**** SUPPLIED RECORDS ****
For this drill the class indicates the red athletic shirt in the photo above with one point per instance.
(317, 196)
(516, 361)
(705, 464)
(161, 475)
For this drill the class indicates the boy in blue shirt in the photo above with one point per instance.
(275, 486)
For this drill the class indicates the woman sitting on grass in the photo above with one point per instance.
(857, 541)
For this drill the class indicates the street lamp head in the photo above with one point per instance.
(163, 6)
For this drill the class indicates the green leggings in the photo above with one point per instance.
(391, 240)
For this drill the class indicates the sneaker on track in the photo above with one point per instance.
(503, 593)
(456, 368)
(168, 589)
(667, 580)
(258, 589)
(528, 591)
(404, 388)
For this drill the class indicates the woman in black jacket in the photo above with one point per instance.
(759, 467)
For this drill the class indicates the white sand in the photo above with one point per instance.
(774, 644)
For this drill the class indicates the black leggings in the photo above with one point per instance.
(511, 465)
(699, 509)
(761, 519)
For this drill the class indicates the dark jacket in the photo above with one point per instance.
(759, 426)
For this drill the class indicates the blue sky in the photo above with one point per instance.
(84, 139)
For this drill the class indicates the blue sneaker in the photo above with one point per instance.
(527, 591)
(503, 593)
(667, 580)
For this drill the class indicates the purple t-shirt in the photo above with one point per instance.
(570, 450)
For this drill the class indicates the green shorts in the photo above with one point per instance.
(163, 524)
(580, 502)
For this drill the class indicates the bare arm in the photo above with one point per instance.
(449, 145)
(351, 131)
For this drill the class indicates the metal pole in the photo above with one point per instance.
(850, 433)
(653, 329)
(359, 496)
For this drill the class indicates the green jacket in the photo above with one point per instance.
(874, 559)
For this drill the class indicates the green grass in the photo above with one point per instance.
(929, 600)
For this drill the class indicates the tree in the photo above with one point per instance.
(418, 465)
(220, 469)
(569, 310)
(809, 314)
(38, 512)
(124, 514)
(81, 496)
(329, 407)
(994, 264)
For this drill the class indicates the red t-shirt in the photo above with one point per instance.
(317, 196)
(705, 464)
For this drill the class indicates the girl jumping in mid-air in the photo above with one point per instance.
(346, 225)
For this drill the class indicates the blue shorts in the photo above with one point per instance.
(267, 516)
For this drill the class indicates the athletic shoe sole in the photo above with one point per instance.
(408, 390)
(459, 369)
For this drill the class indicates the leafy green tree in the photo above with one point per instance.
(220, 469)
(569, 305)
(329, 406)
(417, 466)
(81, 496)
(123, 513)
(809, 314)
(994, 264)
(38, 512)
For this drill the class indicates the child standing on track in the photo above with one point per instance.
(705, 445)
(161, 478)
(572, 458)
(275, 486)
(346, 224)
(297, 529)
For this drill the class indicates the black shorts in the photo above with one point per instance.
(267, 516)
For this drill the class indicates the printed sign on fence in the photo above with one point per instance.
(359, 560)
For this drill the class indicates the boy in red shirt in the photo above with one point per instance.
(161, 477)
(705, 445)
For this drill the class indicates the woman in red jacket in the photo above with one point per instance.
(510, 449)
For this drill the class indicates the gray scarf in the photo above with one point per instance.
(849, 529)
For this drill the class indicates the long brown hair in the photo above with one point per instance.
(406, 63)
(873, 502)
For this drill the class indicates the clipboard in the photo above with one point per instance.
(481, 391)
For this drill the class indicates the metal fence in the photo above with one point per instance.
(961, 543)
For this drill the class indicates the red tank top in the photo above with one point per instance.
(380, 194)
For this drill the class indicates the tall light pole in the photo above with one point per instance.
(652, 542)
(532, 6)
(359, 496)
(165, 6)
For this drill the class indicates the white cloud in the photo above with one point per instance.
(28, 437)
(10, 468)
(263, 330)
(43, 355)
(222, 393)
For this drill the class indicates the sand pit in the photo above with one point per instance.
****
Give the lines from the one containing "For this drill the class indicates the metal fence" through the end of the entries again, exactly as written and with no other lines.

For this drill the class indicates the metal fence in the photo above with one point per instance.
(961, 543)
For this drill the class indicates the red tank top in the photo above with one point per instance.
(380, 194)
For this drill the class indicates the tall light pole in the photo above with one point per instance.
(652, 542)
(532, 6)
(359, 496)
(165, 6)
For this drill the class indicates the white cloud in the photo above with one point per instance.
(28, 437)
(10, 468)
(263, 330)
(43, 355)
(222, 393)
For this drill the class indicates the sand pit in the photo above with one point per instance.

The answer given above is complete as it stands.